* Input data
☆ ☆ ☆ ☆
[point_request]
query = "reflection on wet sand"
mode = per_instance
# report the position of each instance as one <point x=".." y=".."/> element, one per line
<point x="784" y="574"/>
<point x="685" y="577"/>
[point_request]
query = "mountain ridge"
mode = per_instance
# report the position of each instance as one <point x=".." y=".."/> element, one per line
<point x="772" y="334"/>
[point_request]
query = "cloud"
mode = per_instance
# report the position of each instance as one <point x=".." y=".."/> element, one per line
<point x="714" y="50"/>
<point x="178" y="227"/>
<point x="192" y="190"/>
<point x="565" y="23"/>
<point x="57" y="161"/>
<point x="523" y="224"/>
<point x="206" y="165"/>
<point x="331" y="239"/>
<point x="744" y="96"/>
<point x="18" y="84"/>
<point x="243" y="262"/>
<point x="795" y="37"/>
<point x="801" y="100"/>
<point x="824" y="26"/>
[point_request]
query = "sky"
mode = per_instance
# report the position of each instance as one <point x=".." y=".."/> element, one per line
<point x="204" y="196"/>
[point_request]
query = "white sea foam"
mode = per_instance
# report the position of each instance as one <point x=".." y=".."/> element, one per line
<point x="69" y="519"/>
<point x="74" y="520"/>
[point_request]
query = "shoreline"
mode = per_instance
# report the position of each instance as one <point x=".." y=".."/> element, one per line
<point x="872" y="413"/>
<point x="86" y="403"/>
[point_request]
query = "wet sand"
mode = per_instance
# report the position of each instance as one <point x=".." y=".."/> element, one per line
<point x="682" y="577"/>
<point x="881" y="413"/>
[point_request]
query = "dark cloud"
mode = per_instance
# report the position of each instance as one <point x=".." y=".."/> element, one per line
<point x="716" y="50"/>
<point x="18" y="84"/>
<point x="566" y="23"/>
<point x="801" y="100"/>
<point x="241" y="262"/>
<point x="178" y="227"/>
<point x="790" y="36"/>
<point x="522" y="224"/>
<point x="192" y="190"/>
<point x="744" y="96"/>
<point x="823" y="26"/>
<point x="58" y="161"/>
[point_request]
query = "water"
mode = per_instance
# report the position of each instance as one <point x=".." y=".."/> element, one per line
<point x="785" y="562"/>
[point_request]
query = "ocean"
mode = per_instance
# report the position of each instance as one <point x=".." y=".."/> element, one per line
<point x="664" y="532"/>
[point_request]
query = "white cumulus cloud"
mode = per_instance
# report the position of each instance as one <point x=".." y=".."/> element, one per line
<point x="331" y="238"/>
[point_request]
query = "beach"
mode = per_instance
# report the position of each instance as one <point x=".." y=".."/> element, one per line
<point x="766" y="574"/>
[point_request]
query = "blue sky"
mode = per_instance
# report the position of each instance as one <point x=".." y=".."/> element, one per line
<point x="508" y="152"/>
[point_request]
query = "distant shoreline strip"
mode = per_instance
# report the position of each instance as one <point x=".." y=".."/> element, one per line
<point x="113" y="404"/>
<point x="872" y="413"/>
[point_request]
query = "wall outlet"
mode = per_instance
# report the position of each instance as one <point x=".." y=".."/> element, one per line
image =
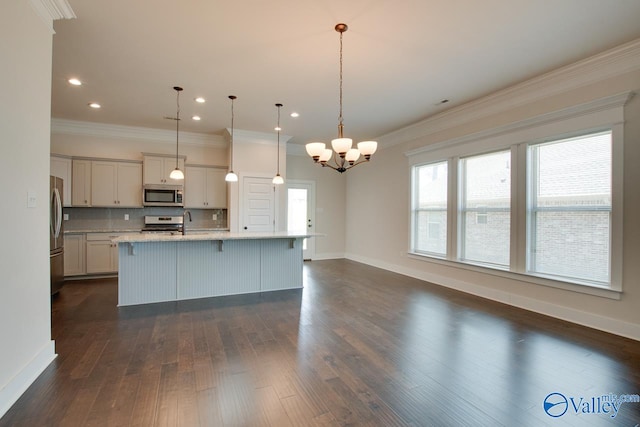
<point x="32" y="199"/>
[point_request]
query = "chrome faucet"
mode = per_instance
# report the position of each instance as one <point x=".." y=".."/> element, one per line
<point x="184" y="217"/>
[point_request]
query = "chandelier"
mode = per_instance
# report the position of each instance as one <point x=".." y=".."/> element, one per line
<point x="343" y="157"/>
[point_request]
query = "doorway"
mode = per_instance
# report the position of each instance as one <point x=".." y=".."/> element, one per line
<point x="259" y="204"/>
<point x="301" y="201"/>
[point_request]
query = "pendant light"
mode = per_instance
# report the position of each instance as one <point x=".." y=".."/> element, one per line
<point x="277" y="180"/>
<point x="177" y="173"/>
<point x="343" y="156"/>
<point x="231" y="176"/>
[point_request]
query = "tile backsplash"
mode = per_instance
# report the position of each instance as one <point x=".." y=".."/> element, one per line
<point x="113" y="219"/>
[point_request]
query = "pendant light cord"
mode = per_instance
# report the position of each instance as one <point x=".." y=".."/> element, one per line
<point x="232" y="98"/>
<point x="278" y="154"/>
<point x="340" y="126"/>
<point x="177" y="123"/>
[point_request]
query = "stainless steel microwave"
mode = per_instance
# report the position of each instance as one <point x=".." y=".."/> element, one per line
<point x="162" y="195"/>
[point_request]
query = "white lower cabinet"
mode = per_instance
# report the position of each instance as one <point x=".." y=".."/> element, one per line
<point x="74" y="254"/>
<point x="102" y="254"/>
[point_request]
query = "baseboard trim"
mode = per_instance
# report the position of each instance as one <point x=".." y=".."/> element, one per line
<point x="595" y="321"/>
<point x="328" y="255"/>
<point x="12" y="391"/>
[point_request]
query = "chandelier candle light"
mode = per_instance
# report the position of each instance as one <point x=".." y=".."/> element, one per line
<point x="277" y="180"/>
<point x="344" y="157"/>
<point x="231" y="176"/>
<point x="177" y="173"/>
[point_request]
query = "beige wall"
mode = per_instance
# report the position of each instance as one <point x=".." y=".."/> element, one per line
<point x="330" y="204"/>
<point x="377" y="220"/>
<point x="25" y="305"/>
<point x="132" y="149"/>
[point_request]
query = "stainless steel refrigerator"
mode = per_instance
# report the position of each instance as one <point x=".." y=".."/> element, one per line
<point x="56" y="254"/>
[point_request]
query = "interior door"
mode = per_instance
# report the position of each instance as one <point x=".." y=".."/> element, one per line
<point x="301" y="213"/>
<point x="259" y="204"/>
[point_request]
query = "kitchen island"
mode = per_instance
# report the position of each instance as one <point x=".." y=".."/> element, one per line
<point x="165" y="267"/>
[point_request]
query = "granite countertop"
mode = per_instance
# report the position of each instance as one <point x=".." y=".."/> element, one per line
<point x="195" y="235"/>
<point x="134" y="230"/>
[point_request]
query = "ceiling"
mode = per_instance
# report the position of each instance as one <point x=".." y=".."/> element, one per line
<point x="399" y="62"/>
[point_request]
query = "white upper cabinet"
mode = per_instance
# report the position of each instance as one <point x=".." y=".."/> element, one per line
<point x="116" y="184"/>
<point x="205" y="188"/>
<point x="61" y="167"/>
<point x="81" y="183"/>
<point x="158" y="168"/>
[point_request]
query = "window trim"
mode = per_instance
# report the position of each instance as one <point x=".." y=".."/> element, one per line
<point x="598" y="115"/>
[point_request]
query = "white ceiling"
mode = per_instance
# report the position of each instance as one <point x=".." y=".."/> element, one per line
<point x="401" y="58"/>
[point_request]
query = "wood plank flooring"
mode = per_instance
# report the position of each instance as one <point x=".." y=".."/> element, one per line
<point x="358" y="346"/>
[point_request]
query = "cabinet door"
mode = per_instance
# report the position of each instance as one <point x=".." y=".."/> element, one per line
<point x="114" y="257"/>
<point x="103" y="184"/>
<point x="153" y="169"/>
<point x="99" y="256"/>
<point x="157" y="169"/>
<point x="74" y="254"/>
<point x="129" y="191"/>
<point x="216" y="194"/>
<point x="61" y="167"/>
<point x="194" y="187"/>
<point x="81" y="179"/>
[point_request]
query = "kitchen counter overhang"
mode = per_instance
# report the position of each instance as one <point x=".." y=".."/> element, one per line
<point x="164" y="267"/>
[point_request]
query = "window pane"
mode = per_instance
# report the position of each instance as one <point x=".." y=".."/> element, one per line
<point x="574" y="172"/>
<point x="570" y="210"/>
<point x="430" y="208"/>
<point x="431" y="232"/>
<point x="485" y="219"/>
<point x="573" y="244"/>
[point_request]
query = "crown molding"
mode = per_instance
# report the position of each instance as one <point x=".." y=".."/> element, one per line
<point x="251" y="137"/>
<point x="296" y="150"/>
<point x="51" y="10"/>
<point x="73" y="127"/>
<point x="611" y="63"/>
<point x="603" y="104"/>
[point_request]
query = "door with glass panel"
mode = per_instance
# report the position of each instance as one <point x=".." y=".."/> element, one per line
<point x="301" y="212"/>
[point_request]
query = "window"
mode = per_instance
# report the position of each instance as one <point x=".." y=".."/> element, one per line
<point x="569" y="212"/>
<point x="484" y="213"/>
<point x="430" y="209"/>
<point x="537" y="201"/>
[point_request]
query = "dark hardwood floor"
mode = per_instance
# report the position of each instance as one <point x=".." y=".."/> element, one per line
<point x="357" y="346"/>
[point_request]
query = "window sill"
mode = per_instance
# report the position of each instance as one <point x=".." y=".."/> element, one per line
<point x="584" y="288"/>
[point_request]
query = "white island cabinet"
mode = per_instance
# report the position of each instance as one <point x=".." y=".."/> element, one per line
<point x="156" y="268"/>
☆ ☆ ☆ ☆
* How to complete this task
Reproduce every line from the entries that holds the word "stainless".

* Exercise response
query = "stainless steel microwave"
query = "stainless steel refrigerator"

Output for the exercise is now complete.